Odd then, that the ‘game development industry’, as it chooses to style itself, is complaining about a skills gap. Open learning provider Train2Game says half the game-development professionals it surveyed are experiencing a lack of talent. 

Or look at ‘green’ energy. “We have witnessed a number of energy companies suffering a skills shortage, particularly engineers and senior managers in the wind sector,” says Jeff Anderson of environmental recruiting agency Taylor Hopkinson. “That’s exacerbated by the workforce nationally ageing and a lack of new talent with relevant skills and education coming into the industry.”

“Skills gap” used to mean “not enough bodies”.  In construction, it still does. The Chartered Institute of Building also says 72 per cent of respondents to its survey believe a skills shortage exists—even though construction output sank 11.5 per cent in 2009, the largest single fall since data became available in 1955. The fall would have been bigger were it not for public spending on schools, housing and infrastructure.  I suspect the coalition government’s determination to crack down on such frivolity won’t go unnoticed among the brickies and scaffolders.

### EXTRACTED RECORDS

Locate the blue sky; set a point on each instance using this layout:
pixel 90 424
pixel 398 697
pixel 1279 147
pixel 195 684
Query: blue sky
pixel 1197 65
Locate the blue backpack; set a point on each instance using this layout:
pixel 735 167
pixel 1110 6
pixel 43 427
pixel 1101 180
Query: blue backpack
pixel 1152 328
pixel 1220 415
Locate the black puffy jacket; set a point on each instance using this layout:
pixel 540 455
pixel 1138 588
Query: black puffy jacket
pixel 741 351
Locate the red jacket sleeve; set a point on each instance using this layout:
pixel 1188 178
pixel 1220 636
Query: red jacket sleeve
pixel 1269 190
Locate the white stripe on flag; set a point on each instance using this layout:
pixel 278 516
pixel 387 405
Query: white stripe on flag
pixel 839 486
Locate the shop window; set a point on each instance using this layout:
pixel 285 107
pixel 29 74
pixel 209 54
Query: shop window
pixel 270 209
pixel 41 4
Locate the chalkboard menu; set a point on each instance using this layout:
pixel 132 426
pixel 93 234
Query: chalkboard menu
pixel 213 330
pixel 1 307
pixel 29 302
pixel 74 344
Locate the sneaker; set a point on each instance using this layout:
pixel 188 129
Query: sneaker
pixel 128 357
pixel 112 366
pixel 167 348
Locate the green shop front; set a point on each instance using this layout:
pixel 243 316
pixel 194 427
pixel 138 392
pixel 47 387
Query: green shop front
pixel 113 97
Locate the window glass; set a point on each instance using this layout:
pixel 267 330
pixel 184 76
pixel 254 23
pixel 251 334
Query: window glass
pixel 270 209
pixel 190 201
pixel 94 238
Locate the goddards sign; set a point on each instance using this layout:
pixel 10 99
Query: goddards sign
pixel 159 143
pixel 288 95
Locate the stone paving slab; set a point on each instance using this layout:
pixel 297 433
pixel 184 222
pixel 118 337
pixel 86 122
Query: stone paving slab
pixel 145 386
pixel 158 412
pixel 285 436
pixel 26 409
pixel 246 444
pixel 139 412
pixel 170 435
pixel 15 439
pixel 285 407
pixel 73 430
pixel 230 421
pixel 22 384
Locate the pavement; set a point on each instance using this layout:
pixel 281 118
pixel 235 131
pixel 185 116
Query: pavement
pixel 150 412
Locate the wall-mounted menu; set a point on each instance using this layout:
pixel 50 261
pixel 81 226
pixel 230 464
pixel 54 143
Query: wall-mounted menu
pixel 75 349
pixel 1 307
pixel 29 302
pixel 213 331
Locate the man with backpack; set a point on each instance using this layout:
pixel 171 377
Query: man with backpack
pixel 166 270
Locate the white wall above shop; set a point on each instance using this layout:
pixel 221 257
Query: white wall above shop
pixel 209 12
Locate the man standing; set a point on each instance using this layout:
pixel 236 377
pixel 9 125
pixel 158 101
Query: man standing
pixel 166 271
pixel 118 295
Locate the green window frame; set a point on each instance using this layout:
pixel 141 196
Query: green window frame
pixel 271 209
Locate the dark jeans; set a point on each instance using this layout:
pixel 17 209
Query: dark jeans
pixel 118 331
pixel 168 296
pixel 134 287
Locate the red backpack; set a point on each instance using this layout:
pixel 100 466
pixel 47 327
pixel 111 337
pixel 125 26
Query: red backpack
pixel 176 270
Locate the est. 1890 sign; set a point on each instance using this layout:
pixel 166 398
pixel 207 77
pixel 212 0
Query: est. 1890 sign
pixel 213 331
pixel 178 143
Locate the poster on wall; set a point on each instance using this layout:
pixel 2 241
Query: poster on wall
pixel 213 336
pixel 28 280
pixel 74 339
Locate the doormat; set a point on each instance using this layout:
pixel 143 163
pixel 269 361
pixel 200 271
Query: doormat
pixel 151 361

### EXERCISE SET
(a) From the skills-gap passage above, list the areas of public spending that kept the 2009 fall in construction output from being larger.
(b) Answer these questions from the skills-gap passage above:
(i) What share of the game-development professionals surveyed by Train2Game are experiencing a lack of talent?
(ii) Which staff does Jeff Anderson say are particularly scarce in the wind sector?
(iii) By what percentage did construction output fall in 2009?

### PROBLEM SOLUTIONS
(a) Schools, housing, infrastructure

(b)
(i) Half
(ii) Engineers and senior managers
(iii) 11.5 percent